>> START
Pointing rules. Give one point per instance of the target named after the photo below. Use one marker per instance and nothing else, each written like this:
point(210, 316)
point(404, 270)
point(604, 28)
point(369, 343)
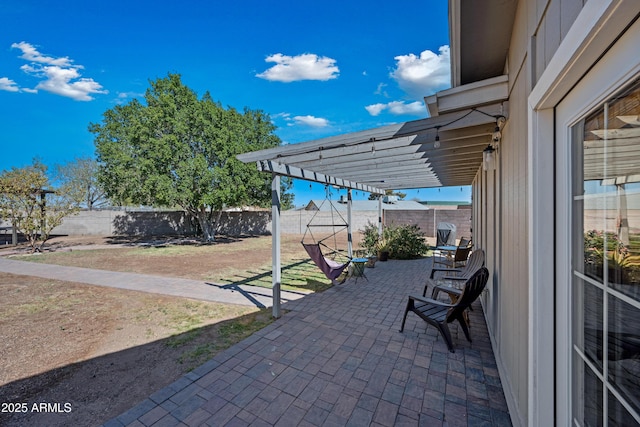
>> END
# [Aim of the exercise]
Quote the listing above line for line, leaving out the picture.

# [Answer for this exercise]
Pointing rules. Give one point per instance of the target named after the photo below. Use one marker per instance and nothing else, each written like this:
point(210, 316)
point(404, 270)
point(604, 28)
point(369, 343)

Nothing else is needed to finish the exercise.